Continue the passage about ExxonMobil's Pegasus Pipeline in Arkansas, starting after its final sentence.

(Beginning of Excerpt to read)

Completed in 1948 to deliver light, conventional crude oil from Nederland, Texas, to the Patoka Oil Terminal Hub in Patoka, Ill., ExxonMobil’s Pegasus Pipeline is an 858-mile, 20-inch steel pipeline with a capacity of up to 95,000 barrels per day. A project to reverse the flow of the pipeline — the first such reversal of an existing petroleum pipeline — was completed in 2006. Since then, the Pegasus Pipeline has been used exclusively to deliver heavier Canadian petroleum products to Gulf Coast refineries.
Stretching diagonally across Arkansas from northeast to southwest, the Pegasus Pipeline crosses several major rivers in the state, including the Spring, Strawberry, White, Little Red, Arkansas, Caddo and Saline Rivers. When Lake Maumelle was built in 1957-58, the pipeline was diverted around the lake so it would not lie directly beneath the reservoir, but the Pegasus still runs through 13 miles of the Lake Maumelle watershed, including one section buried fewer than 600 feet from the water. Dr. Carl Stapleton, director of the Environmental Health Sciences program in the Biology Department at the University of Arkansas at Little Rock, said the shoreline of Lake Maumelle is, on average, much steeper than the shoreline of Lake Conway, meaning that if a pipeline break or rupture occurred in the Maumelle watershed, the spill would probably find its way to the water very quickly. Lake Maumelle supplies around 60 percent of the water used by residents of Central Arkansas.

(End of Excerpt to read)
(Beginning of Dataset content)

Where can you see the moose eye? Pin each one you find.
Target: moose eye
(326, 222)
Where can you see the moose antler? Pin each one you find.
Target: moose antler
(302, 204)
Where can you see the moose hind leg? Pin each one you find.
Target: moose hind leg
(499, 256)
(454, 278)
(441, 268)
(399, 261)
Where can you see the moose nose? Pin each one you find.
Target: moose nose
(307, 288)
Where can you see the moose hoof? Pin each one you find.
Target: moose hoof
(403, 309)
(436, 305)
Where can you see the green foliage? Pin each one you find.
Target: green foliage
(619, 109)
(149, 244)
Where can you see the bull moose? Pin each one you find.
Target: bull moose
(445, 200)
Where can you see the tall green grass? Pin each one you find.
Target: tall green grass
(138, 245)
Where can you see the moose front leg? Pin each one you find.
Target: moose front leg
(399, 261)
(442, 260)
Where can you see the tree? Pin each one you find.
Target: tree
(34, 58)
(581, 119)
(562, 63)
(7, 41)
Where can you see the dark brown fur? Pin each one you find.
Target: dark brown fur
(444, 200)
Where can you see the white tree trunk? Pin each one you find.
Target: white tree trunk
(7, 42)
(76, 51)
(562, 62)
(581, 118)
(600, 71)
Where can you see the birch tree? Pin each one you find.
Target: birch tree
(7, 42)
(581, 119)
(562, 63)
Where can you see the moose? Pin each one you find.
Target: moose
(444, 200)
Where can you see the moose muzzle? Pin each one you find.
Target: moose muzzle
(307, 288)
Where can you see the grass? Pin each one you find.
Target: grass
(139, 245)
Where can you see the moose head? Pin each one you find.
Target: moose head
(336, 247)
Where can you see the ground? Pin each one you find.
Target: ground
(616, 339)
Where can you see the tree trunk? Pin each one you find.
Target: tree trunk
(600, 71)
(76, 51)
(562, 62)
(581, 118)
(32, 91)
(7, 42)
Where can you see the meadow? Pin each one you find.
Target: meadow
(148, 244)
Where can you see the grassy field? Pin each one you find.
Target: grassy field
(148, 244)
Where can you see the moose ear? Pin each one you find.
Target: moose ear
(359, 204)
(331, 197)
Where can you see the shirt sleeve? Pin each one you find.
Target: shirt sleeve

(End of Dataset content)

■ **Result of the exercise**:
Asked whether the company would consider moving the pipeline out of the Lake Maumelle watershed given the damage caused by the spill in Mayflower and the potential for fouling a large portion of Central Arkansas’s water supply, Exxon spokesman Charles Engelmann said, “If there is absolutely any indication that there is a concern for that segment of the pipeline, then we’ll take whatever measures it takes to keep it safe. At this stage, there’s no indication that segment is a concern.”
Exxon has not yet determined why the Pegasus pipeline burst in Mayflower.
According to U.S. Department of Transportation data, there are 1,805 miles of hazardous liquid pipeline in Arkansas. That doesn’t include natural gas transmission and distribution lines. DOT information says that between 2003 and 2012, there were 28 incidents involving hazardous liquid pipelines in the state, including a 2009 accident on the TE Products Pipeline in Searcy that resulted in three fatalities. The total amount of hazardous liquids lost in Arkansas between 2003 and 2012 was estimated by the DOT at 6,107 barrels. Total property damage from those incidents was estimated at $5.05 million dollars.